*課題の指示:* 次に示す平和についての文章を、一字も変えずに全文そのまま出力してください。

どんなに平和が大切だと思っているかについて。

―――――この文は10月中旬に書いたものです―――――
○そうそうさん
 実は私も残念な気持ちを持っています。
釣魚島はいったい誰のものなのか分かりません。
もちろん自分の利益のために
「釣魚島はずっと中国のものだ」というのは当然です。
この島の具体的な歴史は分からないけど、この問題は歴史的問題です。
20世紀の問題であり、解決していません。
 私は平和を愛しています。
だから戦争なんか嫌です。
でも、中国国内の状況を見て、実に恥ずかしいと思います。
どうして我が国民はそんなに落ち着かないの?
どうしてそんなに馬鹿なことをするの?
そんなに低い素質なんて見たくないよ。
在中国の日本人に「ごめんなさい」と言いたいです。

*データ項目:*
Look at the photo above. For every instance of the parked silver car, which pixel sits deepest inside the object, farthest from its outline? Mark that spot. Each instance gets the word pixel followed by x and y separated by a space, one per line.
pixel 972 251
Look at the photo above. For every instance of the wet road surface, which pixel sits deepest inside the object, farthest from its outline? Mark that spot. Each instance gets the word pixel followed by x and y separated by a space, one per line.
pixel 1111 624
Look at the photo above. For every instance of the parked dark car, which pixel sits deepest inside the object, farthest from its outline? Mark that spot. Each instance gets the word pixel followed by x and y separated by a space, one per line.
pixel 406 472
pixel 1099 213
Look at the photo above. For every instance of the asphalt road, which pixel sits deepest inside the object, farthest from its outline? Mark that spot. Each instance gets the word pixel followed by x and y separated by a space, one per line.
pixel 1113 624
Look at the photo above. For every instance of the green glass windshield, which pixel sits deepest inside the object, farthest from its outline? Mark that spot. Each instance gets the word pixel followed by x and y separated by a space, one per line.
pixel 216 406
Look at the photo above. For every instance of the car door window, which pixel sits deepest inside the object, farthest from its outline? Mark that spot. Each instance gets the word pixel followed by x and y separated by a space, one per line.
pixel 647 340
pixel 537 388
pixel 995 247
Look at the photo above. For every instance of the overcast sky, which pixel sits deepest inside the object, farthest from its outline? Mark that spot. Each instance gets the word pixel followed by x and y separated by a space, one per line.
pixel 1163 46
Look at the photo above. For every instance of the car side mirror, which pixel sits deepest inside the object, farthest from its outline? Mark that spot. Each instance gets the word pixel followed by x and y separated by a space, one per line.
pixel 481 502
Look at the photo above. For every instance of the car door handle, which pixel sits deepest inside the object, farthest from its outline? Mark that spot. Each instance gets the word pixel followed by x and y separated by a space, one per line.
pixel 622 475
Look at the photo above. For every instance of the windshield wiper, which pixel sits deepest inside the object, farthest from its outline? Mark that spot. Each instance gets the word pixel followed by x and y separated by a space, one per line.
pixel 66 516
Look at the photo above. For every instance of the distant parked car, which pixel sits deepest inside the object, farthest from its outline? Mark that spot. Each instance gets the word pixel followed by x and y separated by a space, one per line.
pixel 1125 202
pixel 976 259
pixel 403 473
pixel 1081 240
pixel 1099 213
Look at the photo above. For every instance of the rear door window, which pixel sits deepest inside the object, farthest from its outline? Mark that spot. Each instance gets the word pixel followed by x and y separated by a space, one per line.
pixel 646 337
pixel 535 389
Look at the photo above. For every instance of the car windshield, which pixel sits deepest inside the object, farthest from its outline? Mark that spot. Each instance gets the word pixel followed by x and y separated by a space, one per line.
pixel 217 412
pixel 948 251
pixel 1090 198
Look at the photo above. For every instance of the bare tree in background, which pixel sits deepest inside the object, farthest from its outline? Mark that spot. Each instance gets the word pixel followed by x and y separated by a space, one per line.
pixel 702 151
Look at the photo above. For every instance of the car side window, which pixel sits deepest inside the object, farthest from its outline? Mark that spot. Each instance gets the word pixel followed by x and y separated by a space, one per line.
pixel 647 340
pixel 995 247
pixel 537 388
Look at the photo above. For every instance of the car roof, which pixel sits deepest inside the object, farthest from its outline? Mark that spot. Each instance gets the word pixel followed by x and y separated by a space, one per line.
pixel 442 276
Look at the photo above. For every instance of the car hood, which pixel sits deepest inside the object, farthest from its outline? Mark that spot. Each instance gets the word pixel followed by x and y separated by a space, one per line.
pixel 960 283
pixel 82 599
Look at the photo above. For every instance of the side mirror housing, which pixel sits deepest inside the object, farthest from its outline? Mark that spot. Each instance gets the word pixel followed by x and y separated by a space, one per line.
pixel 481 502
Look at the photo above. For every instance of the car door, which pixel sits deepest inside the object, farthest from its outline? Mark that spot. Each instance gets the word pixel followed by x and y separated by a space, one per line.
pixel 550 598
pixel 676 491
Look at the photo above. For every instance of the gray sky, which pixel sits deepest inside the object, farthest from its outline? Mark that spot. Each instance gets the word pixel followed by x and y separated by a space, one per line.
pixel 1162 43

*解答全文:*
どんなに平和が大切だと思っているかについて。

―――――この文は10月中旬に書いたものです―――――
○そうそうさん
 実は私も残念な気持ちを持っています。
釣魚島はいったい誰のものなのか分かりません。
もちろん自分の利益のために
「釣魚島はずっと中国のものだ」というのは当然です。
この島の具体的な歴史は分からないけど、この問題は歴史的問題です。
20世紀の問題であり、解決していません。
 私は平和を愛しています。
だから戦争なんか嫌です。
でも、中国国内の状況を見て、実に恥ずかしいと思います。
どうして我が国民はそんなに落ち着かないの?
どうしてそんなに馬鹿なことをするの?
そんなに低い素質なんて見たくないよ。
在中国の日本人に「ごめんなさい」と言いたいです。